--- EXERCISE INPUT ---
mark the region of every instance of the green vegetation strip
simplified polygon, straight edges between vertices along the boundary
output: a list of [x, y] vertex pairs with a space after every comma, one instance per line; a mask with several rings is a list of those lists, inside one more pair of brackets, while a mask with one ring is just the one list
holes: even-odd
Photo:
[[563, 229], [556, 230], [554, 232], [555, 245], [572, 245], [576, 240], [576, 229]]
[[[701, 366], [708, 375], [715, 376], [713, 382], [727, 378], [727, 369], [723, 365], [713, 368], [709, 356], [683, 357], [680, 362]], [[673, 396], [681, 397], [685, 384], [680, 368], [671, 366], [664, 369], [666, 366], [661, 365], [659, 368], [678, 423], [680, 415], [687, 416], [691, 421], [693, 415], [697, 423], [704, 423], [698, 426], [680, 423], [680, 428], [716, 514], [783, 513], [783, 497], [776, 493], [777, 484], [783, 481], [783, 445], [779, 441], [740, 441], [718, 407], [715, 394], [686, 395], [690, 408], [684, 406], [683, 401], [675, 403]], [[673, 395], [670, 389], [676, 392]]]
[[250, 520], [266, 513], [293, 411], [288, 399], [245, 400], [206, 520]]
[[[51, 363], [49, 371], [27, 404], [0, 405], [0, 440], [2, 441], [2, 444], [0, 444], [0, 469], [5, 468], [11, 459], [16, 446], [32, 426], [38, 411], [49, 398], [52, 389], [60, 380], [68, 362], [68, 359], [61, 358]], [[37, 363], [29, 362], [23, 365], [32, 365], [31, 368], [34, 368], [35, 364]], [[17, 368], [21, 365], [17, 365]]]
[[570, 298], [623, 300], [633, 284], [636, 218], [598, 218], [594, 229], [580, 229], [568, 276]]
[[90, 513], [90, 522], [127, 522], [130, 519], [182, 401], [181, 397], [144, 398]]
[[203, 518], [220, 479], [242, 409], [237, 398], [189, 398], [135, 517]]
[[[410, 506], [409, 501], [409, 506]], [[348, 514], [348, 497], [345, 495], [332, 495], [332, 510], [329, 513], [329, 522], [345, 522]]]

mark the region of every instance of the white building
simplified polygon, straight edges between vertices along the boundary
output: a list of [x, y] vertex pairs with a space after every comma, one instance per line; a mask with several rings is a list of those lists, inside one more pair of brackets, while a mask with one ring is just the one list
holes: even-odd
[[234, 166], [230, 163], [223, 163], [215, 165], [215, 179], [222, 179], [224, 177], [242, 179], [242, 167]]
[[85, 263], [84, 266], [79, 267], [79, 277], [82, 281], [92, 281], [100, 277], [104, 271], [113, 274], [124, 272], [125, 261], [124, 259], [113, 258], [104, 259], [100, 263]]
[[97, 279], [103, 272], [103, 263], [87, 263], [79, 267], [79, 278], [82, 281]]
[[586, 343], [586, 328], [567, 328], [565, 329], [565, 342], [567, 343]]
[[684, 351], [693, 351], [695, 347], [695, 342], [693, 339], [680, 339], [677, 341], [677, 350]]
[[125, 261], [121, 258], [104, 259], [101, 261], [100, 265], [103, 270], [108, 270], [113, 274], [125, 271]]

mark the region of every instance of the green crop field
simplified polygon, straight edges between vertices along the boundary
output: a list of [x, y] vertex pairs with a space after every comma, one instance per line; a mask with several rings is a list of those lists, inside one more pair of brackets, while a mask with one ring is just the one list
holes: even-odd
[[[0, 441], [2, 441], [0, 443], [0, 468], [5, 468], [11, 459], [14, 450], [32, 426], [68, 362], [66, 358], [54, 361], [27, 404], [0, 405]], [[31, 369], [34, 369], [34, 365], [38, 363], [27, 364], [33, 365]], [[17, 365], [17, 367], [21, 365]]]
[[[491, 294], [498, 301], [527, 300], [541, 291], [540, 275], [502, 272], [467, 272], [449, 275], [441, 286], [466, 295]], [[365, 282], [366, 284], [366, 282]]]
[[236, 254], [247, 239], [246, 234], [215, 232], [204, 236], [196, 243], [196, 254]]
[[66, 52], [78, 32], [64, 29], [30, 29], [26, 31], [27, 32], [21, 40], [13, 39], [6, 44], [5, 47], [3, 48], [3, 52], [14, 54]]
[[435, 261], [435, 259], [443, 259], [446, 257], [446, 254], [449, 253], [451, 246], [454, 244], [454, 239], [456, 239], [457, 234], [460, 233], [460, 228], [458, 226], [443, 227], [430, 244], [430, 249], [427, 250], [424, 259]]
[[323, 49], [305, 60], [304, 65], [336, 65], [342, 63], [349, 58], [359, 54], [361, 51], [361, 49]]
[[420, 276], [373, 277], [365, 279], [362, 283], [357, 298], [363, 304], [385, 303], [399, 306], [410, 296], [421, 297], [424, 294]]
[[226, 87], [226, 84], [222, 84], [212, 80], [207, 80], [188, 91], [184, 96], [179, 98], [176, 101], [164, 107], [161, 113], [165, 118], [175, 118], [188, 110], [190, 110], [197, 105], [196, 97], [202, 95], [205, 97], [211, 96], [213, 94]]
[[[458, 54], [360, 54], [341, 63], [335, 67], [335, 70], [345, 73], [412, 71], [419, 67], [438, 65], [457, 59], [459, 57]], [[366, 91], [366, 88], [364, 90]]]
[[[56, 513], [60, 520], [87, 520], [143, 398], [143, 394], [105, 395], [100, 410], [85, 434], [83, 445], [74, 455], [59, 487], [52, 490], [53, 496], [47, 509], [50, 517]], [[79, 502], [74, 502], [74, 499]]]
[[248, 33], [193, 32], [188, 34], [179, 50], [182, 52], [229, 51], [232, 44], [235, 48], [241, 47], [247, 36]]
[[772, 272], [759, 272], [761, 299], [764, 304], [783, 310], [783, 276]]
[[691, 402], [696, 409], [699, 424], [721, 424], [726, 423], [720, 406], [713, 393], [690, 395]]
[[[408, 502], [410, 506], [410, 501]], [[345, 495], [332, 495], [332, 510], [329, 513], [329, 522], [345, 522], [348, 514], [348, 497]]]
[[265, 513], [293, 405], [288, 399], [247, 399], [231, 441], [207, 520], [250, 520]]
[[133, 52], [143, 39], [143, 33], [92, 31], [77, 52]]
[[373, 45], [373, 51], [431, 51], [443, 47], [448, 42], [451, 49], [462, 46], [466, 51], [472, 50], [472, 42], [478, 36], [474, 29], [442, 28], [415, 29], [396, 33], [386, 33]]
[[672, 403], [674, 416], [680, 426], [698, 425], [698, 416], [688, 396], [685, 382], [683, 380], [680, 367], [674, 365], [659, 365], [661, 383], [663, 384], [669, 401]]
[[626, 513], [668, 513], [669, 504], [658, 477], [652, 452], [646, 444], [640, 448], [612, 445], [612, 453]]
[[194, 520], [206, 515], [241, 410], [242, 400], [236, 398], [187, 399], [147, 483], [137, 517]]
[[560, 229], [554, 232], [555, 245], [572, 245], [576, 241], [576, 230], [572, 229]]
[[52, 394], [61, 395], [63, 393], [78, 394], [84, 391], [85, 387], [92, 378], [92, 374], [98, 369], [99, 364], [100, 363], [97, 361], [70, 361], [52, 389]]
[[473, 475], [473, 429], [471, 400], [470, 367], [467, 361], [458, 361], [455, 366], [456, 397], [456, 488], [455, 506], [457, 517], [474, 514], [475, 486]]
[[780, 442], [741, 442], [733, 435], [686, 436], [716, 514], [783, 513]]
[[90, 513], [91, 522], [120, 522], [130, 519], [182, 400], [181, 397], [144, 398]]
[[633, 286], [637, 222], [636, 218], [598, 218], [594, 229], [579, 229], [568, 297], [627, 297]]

--- PROBLEM TO WORK ON ---
Update the data from its first line up to and including the line with "240], [576, 229]]". Replace "green vegetation strip" with "strip of grass" and leave everything else as it is.

--- RIGHT ANSWER ---
mark the region of every instance of the strip of grass
simplified polygon, straight edges between vertices along the boundary
output: a list of [x, y] vertex pairs with a space after every comma, one instance per line; a mask with several rings is a list of those lists, inside one more pair of brackets, while a mask with one ring is just the one list
holes: even-odd
Photo:
[[563, 229], [556, 230], [554, 232], [555, 245], [572, 245], [576, 240], [576, 229]]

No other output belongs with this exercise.